▶ _WHAT THE TASK ASKS_: Find how many lines below mention "item". Nothing but the number is needed.

▶ _EXCERPTED RECORDS_:
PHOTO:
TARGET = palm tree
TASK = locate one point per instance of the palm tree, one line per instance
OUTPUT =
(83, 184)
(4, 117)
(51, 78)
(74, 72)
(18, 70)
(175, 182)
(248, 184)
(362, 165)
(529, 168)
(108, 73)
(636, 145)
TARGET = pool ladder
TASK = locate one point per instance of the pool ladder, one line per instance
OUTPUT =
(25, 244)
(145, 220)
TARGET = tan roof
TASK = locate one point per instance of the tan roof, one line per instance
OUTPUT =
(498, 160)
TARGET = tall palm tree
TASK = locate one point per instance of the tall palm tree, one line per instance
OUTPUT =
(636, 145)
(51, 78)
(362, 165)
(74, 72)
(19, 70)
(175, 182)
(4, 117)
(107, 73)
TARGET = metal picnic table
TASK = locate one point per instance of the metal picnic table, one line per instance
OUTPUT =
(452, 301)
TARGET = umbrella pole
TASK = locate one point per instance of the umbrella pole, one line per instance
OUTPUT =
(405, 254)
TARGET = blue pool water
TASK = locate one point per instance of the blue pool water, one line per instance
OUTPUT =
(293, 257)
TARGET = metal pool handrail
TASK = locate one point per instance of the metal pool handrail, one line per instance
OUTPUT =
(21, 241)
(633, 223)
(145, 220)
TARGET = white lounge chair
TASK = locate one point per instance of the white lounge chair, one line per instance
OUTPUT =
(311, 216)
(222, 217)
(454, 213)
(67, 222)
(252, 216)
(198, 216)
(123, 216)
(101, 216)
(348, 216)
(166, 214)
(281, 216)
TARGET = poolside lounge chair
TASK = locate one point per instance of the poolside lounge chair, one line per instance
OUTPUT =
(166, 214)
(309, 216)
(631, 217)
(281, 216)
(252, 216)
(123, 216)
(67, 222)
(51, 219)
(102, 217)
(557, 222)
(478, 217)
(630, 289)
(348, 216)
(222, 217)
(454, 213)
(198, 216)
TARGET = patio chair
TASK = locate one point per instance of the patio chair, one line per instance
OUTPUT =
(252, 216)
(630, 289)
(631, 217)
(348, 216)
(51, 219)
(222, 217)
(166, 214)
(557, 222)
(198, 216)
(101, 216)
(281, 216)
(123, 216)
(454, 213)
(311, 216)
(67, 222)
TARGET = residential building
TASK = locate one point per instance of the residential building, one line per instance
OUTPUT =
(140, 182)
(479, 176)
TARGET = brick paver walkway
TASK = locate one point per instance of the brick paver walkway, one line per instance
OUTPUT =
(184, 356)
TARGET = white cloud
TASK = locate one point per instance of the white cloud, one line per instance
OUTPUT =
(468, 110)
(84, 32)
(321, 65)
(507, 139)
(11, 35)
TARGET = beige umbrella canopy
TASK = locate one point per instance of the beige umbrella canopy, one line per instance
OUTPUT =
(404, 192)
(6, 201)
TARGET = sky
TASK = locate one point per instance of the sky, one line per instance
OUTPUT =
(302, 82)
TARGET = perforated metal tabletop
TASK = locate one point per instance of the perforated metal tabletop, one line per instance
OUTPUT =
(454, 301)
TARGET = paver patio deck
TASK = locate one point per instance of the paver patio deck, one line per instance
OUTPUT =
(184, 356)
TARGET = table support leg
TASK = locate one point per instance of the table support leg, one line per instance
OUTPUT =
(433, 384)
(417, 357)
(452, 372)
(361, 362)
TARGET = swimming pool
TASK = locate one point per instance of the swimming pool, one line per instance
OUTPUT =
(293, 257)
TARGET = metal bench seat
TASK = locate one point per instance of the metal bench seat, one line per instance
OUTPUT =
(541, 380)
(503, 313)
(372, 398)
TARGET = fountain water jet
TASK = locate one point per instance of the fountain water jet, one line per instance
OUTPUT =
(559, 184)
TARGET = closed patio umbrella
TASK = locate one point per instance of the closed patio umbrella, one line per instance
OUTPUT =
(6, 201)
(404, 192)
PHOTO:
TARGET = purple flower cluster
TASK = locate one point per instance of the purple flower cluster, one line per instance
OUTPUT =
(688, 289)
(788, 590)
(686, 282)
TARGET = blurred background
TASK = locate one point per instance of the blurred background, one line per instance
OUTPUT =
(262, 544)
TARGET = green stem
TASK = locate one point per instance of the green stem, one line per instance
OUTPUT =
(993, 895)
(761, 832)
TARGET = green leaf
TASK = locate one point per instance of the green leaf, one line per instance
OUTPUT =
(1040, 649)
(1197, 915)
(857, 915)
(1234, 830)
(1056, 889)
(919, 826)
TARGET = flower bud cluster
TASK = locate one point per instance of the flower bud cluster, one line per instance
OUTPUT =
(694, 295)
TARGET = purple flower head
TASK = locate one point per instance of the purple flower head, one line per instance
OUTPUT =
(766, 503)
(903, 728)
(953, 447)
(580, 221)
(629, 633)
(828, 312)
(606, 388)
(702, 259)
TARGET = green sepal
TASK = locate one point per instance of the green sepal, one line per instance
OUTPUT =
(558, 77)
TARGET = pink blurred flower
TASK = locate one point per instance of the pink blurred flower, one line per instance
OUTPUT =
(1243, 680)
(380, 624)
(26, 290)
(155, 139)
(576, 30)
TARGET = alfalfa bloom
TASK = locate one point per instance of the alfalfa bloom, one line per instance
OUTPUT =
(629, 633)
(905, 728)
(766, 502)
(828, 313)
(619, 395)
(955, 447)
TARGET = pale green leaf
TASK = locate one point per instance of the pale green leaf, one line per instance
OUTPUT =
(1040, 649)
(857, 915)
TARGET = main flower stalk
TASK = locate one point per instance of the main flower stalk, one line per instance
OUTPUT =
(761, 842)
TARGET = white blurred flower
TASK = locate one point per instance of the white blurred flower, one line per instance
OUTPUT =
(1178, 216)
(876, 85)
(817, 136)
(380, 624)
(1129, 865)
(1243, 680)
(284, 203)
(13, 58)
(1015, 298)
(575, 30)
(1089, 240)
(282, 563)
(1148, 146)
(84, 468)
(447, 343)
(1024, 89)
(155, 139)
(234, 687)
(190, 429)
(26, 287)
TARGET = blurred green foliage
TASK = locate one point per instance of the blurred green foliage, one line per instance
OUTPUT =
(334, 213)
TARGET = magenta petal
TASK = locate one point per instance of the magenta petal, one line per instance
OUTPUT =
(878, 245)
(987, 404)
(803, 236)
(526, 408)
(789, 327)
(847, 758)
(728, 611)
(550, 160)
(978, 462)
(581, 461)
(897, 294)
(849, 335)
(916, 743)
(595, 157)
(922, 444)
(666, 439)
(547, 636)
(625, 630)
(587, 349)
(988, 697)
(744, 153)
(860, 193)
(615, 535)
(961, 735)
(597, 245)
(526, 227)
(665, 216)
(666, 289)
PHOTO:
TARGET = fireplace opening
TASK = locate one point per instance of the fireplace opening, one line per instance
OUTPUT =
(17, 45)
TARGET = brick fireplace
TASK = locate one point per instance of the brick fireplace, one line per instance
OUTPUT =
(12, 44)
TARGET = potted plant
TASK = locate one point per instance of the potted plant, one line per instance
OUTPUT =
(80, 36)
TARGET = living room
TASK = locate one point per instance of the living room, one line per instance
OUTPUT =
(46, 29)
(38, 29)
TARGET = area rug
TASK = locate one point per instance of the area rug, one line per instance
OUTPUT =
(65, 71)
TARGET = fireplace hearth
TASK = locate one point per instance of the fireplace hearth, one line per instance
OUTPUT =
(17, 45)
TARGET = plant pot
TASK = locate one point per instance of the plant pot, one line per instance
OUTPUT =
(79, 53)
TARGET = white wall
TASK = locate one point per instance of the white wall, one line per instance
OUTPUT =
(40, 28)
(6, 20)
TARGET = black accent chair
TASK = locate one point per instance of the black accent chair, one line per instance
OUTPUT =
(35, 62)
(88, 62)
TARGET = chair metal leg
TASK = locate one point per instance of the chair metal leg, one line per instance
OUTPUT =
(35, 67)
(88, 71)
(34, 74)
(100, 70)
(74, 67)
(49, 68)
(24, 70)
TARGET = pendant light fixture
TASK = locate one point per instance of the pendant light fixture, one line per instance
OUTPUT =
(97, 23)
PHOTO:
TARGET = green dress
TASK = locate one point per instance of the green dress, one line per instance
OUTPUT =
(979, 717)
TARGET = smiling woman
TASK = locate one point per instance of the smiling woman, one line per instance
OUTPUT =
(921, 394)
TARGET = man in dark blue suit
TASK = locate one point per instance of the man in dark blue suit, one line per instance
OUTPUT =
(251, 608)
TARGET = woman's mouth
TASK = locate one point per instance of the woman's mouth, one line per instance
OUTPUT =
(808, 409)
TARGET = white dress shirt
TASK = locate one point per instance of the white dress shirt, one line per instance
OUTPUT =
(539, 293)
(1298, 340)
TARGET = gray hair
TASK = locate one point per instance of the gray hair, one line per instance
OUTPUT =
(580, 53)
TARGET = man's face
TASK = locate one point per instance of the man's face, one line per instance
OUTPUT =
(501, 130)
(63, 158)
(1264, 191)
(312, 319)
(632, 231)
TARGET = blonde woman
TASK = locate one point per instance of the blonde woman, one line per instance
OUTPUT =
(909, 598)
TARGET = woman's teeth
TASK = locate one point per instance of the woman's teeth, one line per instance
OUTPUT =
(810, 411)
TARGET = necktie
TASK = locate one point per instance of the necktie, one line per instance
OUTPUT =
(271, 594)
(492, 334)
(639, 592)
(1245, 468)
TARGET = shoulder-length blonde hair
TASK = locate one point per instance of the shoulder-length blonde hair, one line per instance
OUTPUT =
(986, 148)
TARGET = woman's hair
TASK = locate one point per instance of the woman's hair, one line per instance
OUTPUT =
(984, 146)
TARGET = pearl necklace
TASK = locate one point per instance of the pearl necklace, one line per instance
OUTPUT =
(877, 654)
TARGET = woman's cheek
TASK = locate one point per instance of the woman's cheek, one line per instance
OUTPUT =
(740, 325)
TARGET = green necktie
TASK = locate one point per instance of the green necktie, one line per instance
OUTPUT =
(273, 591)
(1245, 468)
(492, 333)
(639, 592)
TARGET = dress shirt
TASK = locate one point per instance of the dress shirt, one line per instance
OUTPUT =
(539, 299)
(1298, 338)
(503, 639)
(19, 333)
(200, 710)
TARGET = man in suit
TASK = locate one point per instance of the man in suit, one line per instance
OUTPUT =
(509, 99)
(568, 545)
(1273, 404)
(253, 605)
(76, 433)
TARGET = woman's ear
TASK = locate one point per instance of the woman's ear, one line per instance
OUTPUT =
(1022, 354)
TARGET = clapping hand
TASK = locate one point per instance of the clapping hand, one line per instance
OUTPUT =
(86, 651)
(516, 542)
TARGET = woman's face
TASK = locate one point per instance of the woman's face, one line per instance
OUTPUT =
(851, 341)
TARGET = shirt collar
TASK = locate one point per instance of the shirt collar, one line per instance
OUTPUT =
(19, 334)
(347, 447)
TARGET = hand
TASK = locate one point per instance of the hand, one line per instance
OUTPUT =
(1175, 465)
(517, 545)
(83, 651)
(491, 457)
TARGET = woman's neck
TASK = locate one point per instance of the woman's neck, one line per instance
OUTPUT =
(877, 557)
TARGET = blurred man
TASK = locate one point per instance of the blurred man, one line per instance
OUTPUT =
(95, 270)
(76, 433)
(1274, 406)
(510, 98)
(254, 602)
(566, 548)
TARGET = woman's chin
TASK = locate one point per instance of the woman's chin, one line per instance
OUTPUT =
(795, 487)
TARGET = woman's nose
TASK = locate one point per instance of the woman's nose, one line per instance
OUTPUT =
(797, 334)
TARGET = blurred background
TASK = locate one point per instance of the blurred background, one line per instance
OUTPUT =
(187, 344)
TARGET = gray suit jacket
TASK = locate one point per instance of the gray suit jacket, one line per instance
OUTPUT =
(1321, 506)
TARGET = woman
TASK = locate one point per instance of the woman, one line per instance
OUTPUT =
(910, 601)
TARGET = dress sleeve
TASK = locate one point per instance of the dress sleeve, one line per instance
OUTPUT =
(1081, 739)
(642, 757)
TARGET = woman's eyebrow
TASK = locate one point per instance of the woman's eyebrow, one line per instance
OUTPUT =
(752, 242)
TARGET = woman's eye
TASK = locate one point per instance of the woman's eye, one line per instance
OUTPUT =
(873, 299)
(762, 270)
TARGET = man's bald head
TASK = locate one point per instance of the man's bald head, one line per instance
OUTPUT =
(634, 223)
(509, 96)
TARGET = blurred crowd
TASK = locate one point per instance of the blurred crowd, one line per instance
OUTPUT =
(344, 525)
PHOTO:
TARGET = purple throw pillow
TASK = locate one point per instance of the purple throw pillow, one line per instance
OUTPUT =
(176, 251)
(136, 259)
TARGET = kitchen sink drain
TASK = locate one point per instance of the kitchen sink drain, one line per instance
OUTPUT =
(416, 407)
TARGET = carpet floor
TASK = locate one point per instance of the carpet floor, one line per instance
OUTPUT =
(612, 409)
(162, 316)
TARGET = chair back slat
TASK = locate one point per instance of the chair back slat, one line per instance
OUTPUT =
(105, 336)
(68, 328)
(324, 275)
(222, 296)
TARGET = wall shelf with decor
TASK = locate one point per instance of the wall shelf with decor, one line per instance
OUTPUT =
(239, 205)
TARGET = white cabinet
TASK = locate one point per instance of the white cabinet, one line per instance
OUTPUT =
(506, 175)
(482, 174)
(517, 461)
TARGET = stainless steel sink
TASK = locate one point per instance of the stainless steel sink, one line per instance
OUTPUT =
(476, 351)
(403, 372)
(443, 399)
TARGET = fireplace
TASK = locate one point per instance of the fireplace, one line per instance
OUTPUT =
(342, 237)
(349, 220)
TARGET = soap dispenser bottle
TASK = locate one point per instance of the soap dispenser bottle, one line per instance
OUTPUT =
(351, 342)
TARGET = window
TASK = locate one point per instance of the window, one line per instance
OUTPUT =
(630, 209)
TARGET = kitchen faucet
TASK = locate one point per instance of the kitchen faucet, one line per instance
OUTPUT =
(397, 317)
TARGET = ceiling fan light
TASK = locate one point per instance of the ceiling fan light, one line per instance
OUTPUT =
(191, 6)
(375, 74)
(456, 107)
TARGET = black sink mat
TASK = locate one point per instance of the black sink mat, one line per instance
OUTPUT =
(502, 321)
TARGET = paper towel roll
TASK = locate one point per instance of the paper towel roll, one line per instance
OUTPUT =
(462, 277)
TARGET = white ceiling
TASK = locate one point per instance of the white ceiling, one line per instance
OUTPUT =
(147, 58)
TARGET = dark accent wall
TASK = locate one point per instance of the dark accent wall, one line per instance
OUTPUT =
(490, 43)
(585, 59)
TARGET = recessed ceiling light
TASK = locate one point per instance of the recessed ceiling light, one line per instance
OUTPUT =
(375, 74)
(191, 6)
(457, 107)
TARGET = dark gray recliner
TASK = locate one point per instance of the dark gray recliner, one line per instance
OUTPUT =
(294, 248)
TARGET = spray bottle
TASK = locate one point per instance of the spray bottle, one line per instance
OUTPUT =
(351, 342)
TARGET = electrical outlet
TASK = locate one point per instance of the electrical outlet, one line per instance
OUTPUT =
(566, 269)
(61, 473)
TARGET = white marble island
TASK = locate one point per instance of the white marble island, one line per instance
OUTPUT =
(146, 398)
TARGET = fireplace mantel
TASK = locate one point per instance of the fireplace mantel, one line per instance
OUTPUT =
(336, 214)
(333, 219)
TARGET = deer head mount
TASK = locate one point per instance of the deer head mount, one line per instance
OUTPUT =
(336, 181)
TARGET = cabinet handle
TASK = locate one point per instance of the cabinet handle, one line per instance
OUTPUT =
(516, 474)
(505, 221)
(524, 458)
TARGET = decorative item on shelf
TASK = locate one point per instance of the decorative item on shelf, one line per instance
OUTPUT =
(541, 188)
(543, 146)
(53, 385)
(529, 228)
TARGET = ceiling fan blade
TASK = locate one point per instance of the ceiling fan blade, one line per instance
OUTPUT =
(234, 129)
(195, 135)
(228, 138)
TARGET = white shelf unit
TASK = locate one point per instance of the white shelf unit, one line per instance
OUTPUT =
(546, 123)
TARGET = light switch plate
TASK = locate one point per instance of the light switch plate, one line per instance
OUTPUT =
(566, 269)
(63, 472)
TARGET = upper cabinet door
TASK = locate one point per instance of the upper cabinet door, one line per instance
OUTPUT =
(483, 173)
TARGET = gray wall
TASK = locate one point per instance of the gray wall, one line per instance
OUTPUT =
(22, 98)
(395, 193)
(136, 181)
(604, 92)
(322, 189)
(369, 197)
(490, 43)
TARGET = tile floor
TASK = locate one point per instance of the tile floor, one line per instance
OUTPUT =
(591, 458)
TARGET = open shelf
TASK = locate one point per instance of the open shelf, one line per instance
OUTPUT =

▶ _TASK SOLUTION_: 2